══ Input for this task ══
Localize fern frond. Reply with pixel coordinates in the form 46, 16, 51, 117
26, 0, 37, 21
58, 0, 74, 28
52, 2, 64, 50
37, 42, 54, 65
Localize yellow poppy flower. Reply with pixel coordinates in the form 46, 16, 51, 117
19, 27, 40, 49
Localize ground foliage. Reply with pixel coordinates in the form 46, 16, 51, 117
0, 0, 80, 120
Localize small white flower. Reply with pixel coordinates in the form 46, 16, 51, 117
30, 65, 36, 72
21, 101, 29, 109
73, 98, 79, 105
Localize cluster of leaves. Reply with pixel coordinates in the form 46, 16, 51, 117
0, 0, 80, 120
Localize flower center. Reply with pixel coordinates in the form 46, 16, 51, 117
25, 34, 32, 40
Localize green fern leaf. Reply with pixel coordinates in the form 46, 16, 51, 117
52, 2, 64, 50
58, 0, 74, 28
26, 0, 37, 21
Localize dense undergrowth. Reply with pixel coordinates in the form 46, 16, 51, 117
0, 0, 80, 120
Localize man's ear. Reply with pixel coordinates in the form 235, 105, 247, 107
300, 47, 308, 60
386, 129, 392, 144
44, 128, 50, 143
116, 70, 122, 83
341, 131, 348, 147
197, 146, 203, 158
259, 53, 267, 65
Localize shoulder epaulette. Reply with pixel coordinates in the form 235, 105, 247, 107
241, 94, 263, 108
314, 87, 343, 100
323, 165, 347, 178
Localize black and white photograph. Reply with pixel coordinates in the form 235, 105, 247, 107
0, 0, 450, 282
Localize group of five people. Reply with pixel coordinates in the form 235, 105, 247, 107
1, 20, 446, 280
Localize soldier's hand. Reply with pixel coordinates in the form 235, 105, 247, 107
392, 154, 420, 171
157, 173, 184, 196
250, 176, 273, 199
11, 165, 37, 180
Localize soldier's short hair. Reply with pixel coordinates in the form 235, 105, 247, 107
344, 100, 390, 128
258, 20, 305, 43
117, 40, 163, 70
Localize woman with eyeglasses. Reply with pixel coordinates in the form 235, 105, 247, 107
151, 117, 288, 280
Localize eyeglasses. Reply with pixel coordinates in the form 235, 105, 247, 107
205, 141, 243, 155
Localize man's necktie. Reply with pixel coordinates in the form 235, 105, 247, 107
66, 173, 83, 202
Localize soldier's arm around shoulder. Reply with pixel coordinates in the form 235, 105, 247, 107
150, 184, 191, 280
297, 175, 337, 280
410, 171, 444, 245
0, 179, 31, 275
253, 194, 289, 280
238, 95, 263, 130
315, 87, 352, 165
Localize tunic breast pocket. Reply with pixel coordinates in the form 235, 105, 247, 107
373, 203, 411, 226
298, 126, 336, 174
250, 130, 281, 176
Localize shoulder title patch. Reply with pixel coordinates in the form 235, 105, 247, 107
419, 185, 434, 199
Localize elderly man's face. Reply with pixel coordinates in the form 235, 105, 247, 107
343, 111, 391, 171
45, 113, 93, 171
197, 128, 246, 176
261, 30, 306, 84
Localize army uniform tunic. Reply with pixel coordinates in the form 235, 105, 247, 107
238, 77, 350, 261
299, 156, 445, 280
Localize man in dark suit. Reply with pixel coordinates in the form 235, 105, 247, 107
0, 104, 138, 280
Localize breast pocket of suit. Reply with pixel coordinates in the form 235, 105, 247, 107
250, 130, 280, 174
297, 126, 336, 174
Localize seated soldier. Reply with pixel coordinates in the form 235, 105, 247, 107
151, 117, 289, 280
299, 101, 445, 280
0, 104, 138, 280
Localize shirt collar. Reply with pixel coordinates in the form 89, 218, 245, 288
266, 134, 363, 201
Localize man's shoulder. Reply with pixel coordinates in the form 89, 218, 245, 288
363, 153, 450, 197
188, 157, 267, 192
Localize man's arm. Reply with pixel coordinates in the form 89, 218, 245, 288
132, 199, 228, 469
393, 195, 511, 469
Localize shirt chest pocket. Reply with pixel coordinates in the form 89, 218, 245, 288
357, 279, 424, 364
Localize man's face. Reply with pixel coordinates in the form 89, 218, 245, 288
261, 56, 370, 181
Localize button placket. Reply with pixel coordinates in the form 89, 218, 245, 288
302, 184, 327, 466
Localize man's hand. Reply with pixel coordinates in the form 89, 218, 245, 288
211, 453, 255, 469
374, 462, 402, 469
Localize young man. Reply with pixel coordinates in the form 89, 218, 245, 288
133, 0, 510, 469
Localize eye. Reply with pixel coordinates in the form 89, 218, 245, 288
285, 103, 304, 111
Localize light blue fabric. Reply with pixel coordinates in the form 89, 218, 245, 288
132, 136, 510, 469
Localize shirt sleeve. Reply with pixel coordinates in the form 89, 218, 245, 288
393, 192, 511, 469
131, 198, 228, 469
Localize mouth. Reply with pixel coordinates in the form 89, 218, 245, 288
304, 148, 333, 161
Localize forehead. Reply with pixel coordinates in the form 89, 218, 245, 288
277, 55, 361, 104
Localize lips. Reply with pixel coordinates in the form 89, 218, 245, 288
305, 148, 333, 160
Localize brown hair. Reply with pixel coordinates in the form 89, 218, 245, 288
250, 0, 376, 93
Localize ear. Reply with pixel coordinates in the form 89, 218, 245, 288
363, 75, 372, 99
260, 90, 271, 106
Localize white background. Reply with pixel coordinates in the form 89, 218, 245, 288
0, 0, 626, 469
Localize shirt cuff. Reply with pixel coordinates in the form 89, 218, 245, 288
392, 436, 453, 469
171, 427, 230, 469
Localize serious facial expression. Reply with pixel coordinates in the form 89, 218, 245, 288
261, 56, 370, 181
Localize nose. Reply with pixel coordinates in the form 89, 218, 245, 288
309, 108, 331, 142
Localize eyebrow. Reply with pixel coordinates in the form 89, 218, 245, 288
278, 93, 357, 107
═══
- **Job**
Take the lines above from the one holding "Localize lips. Reply" to the last and output them exactly.

- **Exercise solution**
Localize lips. Reply with pixel coordinates in the form 89, 218, 245, 288
305, 148, 333, 160
Localize brown hair. Reply with pixel coordinates in the form 89, 218, 245, 288
250, 0, 376, 93
Localize ear. Reply with pixel coordinates in the form 89, 218, 245, 288
363, 75, 372, 99
260, 90, 271, 106
Localize white background. Reply with pixel coordinates in the form 89, 218, 245, 288
0, 0, 626, 469
Localize shirt cuff. Reply with pixel coordinates in the form 89, 218, 245, 288
392, 436, 453, 469
171, 427, 230, 469
Localize serious facial expression. Reply with pixel coordinates in the form 89, 218, 245, 288
261, 56, 370, 181
Localize nose. Reply with pixel coordinates in the form 89, 218, 245, 288
309, 108, 331, 142
Localize eyebrow. Reply with pixel coordinates in the form 89, 218, 245, 288
278, 93, 357, 107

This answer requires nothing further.